_Exercise brief:_
Reproduce the data below line for line, changing nothing.

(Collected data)
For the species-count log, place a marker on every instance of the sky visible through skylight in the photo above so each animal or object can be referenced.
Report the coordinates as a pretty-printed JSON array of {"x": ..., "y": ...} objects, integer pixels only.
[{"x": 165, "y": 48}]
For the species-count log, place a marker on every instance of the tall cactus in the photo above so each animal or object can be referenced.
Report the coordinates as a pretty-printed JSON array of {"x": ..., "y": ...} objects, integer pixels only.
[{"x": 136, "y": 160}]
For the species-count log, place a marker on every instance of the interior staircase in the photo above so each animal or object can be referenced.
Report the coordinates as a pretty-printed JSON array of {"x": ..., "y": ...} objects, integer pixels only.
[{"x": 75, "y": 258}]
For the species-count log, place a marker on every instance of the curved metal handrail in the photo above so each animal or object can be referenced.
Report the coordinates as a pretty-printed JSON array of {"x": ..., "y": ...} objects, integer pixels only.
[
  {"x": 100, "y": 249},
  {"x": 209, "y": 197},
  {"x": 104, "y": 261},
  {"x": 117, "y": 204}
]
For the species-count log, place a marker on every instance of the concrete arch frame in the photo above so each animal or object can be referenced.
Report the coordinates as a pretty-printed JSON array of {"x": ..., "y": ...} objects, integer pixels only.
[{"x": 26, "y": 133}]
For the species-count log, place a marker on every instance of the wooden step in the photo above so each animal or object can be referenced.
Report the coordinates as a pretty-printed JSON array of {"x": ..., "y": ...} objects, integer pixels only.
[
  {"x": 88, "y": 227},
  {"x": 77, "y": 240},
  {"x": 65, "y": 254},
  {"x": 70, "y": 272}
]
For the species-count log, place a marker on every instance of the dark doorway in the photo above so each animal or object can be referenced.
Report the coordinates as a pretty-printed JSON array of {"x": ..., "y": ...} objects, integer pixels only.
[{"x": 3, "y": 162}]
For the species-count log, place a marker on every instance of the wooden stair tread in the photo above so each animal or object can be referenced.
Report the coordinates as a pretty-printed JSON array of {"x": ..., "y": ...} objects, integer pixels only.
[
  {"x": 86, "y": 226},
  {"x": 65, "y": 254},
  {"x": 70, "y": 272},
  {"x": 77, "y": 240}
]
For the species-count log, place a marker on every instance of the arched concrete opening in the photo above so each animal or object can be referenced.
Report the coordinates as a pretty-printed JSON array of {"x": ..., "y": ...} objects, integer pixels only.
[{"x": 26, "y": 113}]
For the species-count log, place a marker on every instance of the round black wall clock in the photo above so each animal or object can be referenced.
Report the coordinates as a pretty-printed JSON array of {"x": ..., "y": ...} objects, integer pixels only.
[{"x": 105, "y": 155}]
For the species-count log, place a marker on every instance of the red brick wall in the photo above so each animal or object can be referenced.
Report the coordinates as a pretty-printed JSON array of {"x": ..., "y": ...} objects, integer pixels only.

_Complete response:_
For the species-count log, place a marker on every instance of the sky visible through skylight in the photo above so each animal or object can be referenced.
Report the coordinates as a pretty-printed JSON array of {"x": ..., "y": ...} objects, integer pixels only.
[{"x": 165, "y": 48}]
For the species-count log, place a marker on every instance of the tall cactus in the photo above so each animal or object can be referenced.
Report the coordinates as a pretty-printed JSON array of {"x": ..., "y": ...} objects, integer pixels only.
[{"x": 136, "y": 160}]
For the species-count log, place a marker on every instance of the interior staircase in the photo above so each animal or object can be referenced.
Report the coordinates as a pretty-printed JSON array of {"x": ..., "y": ...} objects, integer pixels only.
[{"x": 75, "y": 258}]
For the species-count log, place a marker on every instance of the curved metal handrail in the photo above so each animal or object can be referenced.
Report the coordinates as a pretty-printed JSON array of {"x": ..., "y": ...} objects, integer pixels only.
[
  {"x": 100, "y": 249},
  {"x": 209, "y": 197},
  {"x": 104, "y": 261},
  {"x": 117, "y": 204}
]
For the species-count log, place a marker on every instance of the concrete arch frame in the photo above so each animal or object can be referenced.
Report the coordinates as a pretty-printed JSON array of {"x": ..., "y": ...} objects, integer pixels only.
[{"x": 26, "y": 133}]
For the species-count log, place a marker on every instance of the wooden step in the photo above so each animal or object can be referenced.
Report the coordinates as a pretty-printed JSON array of {"x": ..., "y": ...} objects, integer pixels only.
[
  {"x": 88, "y": 227},
  {"x": 77, "y": 240},
  {"x": 65, "y": 254},
  {"x": 70, "y": 272}
]
For the species-count log, place a marker on every instance of the dark doorway in the photo above so each animal or object can be referenced.
Report the coordinates as a pretty-printed JSON array of {"x": ..., "y": ...} objects, integer pixels only.
[{"x": 3, "y": 162}]
For the species-count log, place a marker on every instance of the wooden stair tread in the photo above so each animal or object can be referenced.
Report the coordinates as a pretty-printed JSON array of {"x": ..., "y": ...} objects, integer pixels only.
[
  {"x": 86, "y": 226},
  {"x": 65, "y": 254},
  {"x": 70, "y": 272},
  {"x": 77, "y": 240}
]
For the species-count log, place a marker on every instance of the arched concrete opening in the photo above so each animal or object can be referenced.
Report the coordinates as a pretty-printed JSON array of {"x": ..., "y": ...} objects, integer pixels only.
[{"x": 26, "y": 113}]
For the species-count log, place a marker on every instance of the round black wall clock in the photo above so each animal or object can be referenced.
Report the coordinates as a pretty-printed JSON array of {"x": ..., "y": ...} objects, integer pixels only.
[{"x": 105, "y": 155}]
For the species-count log, place a marker on every instance of the red brick wall in the photo above so each animal or object can be referenced.
Report the coordinates as a pretty-printed JSON array of {"x": ..., "y": ...} objects, integer pixels only.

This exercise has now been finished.